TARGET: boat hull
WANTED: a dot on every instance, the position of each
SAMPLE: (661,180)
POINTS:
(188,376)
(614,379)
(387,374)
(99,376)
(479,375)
------------------------------------
**Task prompt**
Word for word, write out each entry shown above.

**Written reply**
TARGET: boat hull
WANTED: a dot on every instance, the position of each
SAMPLE: (661,180)
POINTS:
(188,376)
(614,379)
(387,374)
(99,376)
(479,375)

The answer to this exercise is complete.